Copy all of the records below verbatim.
## Begin Exercise input
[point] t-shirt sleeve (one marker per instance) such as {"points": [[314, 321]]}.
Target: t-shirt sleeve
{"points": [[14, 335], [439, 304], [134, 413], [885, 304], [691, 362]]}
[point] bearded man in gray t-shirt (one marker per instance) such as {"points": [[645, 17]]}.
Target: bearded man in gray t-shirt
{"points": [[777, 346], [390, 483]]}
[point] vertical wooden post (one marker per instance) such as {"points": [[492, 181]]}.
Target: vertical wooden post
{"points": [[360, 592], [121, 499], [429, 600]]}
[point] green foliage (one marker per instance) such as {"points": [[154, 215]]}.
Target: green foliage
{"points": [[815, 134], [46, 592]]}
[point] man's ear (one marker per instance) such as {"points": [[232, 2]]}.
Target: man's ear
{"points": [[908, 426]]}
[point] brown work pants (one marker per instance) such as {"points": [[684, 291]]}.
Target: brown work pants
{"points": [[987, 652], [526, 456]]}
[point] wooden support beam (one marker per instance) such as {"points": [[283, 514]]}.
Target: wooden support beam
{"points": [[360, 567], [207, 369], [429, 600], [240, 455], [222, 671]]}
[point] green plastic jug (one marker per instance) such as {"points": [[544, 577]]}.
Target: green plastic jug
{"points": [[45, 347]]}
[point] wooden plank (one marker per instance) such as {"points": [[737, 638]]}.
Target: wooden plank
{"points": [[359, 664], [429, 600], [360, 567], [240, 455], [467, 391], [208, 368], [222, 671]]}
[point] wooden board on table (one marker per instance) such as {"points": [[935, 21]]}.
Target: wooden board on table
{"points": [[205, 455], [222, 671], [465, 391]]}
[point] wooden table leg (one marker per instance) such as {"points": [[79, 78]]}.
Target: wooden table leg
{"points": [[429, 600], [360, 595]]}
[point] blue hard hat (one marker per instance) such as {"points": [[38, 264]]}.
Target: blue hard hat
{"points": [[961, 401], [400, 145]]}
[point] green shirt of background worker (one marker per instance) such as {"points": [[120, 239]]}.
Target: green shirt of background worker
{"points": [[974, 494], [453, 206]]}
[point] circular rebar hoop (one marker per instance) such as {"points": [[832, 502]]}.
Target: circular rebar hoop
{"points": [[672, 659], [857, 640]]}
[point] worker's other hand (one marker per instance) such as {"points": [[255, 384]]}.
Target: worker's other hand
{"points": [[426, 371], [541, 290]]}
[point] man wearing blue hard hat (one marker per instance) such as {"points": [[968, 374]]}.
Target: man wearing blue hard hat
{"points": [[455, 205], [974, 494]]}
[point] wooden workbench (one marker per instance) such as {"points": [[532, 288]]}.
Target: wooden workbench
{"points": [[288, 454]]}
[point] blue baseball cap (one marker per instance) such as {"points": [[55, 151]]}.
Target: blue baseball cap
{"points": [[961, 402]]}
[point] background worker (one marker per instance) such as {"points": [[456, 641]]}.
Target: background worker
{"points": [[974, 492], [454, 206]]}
## End Exercise input
(The answer):
[point] t-shirt sleeve (one marker per instance) such as {"points": [[314, 321]]}.
Target: t-shirt sleeve
{"points": [[14, 335], [439, 304], [134, 413], [885, 304], [691, 362]]}
[point] bearded man in gray t-shirt (one marker per instance) such as {"points": [[645, 17]]}.
Target: bearded man in gray t-shirt
{"points": [[777, 346], [390, 483]]}
[point] vertical wooden post (one marker per instance) such as {"points": [[492, 181]]}.
Target: vertical wooden post
{"points": [[360, 592], [121, 499], [429, 600]]}
[point] green foliage (one marker per instance) such as {"points": [[154, 215]]}.
Target: green foliage
{"points": [[815, 134], [46, 592]]}
[point] man's ear (one marker per instance) such as {"points": [[232, 2]]}.
Target: man's ear
{"points": [[908, 426]]}
[point] brown work pants (one marker per instance) such as {"points": [[684, 291]]}.
Target: brown work pants
{"points": [[987, 652], [526, 456]]}
[point] wooden support beam (one marker per instance) such as {"points": [[283, 514]]}.
Target: wooden support beam
{"points": [[360, 567], [207, 369], [429, 600], [240, 455], [222, 671]]}
[point] green plastic jug (one marker per instance) such as {"points": [[544, 577]]}.
Target: green plastic jug
{"points": [[45, 347]]}
[point] wooden plank (one marker per instance) such as {"points": [[737, 638]]}.
Target: wooden plank
{"points": [[359, 664], [429, 600], [360, 567], [240, 455], [467, 391], [208, 368], [222, 671]]}
[point] wooden board on table (one marker per instance) such as {"points": [[935, 21]]}.
Target: wooden board on table
{"points": [[205, 455], [222, 671], [465, 391]]}
[point] wooden table leg (one marker per instance) such as {"points": [[79, 78]]}.
Target: wooden table leg
{"points": [[429, 600], [360, 595]]}
[point] blue hard hat (one marker per instance) such as {"points": [[38, 264]]}.
Target: blue hard hat
{"points": [[961, 401], [400, 145]]}
[point] green shirt of background worker (one marker per instance) such as {"points": [[120, 239]]}.
Target: green shirt of background worker
{"points": [[974, 494], [453, 206]]}
[point] circular rebar hoop (one marker per instance) such as {"points": [[832, 502]]}.
Target: circular rebar hoop
{"points": [[672, 659], [857, 640]]}
[point] worker's other hand (one marker per instance) such as {"points": [[255, 384]]}.
Target: worker's other hand
{"points": [[426, 371], [541, 290]]}
[point] man wearing blue hard hat (one marker per instance) such as {"points": [[968, 374]]}.
Target: man wearing blue hard hat
{"points": [[455, 205], [974, 494]]}
[point] wooden workbench (one marker per instance) such as {"points": [[532, 288]]}.
Target: wooden workbench
{"points": [[288, 454]]}
[point] blue baseball cap (one marker per instance) such as {"points": [[55, 151]]}.
Target: blue baseball cap
{"points": [[961, 402]]}
[point] background worker (one marker per instance) such as {"points": [[456, 641]]}.
Target: background worker
{"points": [[974, 492], [454, 206]]}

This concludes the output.